begin

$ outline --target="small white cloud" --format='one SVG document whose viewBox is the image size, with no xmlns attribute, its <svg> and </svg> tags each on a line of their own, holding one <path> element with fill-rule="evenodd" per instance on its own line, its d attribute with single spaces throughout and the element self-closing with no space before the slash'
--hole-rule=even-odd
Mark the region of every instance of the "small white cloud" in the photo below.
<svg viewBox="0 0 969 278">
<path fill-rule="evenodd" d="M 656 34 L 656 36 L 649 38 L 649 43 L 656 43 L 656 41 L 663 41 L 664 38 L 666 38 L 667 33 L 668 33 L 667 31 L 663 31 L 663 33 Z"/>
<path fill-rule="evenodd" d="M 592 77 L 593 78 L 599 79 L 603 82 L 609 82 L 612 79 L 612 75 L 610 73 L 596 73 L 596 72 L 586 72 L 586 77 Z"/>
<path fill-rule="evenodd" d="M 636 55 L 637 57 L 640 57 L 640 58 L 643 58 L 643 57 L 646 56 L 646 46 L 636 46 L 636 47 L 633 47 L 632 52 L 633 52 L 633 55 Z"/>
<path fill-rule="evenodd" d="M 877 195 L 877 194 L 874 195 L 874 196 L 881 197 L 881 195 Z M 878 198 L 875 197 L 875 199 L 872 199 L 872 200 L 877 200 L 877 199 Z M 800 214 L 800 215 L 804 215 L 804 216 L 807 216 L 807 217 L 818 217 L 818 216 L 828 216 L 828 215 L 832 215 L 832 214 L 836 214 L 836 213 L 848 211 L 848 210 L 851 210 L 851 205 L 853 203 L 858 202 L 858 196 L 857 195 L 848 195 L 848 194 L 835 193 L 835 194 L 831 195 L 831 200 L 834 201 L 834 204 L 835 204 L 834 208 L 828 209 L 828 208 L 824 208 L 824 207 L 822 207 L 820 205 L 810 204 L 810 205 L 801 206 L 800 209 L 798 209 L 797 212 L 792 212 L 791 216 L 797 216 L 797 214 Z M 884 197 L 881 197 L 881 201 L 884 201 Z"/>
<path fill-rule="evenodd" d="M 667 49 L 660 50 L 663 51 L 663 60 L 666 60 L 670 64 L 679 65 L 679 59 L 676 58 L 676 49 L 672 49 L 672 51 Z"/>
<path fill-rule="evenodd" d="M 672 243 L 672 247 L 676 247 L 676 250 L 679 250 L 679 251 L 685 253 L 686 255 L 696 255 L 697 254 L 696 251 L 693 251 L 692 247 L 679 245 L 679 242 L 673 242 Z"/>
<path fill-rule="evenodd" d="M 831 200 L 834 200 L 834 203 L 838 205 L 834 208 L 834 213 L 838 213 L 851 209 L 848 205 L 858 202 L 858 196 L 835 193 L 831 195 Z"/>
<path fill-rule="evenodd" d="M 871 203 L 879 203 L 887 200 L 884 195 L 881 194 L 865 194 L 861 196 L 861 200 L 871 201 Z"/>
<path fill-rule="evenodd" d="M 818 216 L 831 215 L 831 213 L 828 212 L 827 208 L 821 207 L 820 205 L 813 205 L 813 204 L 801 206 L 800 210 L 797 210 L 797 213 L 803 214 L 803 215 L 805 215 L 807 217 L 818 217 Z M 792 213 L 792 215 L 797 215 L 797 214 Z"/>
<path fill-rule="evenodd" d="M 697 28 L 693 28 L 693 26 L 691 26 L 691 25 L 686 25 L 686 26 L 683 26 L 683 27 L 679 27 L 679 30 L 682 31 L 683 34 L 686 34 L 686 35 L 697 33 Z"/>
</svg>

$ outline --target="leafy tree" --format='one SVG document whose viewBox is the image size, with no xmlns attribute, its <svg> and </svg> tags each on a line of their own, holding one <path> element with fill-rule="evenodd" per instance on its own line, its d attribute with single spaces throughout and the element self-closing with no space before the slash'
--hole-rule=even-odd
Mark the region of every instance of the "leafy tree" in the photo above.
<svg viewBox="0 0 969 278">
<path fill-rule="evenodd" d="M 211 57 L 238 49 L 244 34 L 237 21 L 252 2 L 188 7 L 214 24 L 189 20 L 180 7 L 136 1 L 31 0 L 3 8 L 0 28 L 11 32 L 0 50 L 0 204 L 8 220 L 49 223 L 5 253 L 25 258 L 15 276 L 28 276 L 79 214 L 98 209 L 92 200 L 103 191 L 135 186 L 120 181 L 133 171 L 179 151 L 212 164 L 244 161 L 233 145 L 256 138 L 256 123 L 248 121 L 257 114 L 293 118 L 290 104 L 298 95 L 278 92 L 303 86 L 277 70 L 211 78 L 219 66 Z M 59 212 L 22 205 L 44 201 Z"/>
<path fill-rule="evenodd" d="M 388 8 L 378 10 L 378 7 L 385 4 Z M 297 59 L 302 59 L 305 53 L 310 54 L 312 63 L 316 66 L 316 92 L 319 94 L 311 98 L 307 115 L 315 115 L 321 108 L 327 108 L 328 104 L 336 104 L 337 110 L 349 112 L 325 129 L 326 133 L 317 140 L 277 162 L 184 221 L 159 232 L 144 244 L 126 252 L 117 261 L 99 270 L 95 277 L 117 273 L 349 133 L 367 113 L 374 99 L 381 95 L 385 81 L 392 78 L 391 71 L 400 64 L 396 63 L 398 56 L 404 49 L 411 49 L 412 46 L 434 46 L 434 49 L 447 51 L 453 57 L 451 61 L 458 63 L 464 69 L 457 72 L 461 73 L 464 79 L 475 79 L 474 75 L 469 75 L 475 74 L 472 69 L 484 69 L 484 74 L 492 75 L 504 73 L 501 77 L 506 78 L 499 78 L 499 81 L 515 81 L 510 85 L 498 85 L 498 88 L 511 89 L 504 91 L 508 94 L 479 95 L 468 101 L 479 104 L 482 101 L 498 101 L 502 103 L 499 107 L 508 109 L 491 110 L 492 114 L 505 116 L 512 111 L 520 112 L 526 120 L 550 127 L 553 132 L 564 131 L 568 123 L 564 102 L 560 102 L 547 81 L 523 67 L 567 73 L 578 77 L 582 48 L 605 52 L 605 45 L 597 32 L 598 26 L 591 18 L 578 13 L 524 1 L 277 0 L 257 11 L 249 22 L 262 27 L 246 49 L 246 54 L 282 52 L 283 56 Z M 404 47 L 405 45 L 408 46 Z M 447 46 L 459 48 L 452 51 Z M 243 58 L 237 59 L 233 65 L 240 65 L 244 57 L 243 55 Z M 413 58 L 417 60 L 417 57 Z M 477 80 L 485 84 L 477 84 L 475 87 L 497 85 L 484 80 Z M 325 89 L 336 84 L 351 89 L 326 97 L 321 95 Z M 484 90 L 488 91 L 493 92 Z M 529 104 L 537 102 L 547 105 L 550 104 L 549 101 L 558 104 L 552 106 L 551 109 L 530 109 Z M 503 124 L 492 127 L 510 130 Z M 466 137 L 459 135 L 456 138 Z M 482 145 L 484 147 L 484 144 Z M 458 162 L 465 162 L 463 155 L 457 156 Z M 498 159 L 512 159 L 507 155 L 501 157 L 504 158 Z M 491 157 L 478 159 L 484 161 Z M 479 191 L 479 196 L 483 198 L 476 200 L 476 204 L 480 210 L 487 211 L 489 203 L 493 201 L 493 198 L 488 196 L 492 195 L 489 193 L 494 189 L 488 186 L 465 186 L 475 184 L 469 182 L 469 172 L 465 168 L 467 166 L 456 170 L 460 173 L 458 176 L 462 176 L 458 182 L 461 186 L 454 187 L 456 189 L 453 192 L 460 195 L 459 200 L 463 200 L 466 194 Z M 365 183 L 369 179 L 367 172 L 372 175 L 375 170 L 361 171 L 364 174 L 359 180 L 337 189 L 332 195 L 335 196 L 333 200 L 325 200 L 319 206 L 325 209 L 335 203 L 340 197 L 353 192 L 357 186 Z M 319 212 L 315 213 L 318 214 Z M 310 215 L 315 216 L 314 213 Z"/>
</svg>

end

**TASK PROMPT**
Gather every line of the data above that contains the word "region".

**PROBLEM SOLUTION**
Mark the region of every instance of the "small white cloud" in the photo below.
Mark the region of every instance of the "leafy tree" in the photo above.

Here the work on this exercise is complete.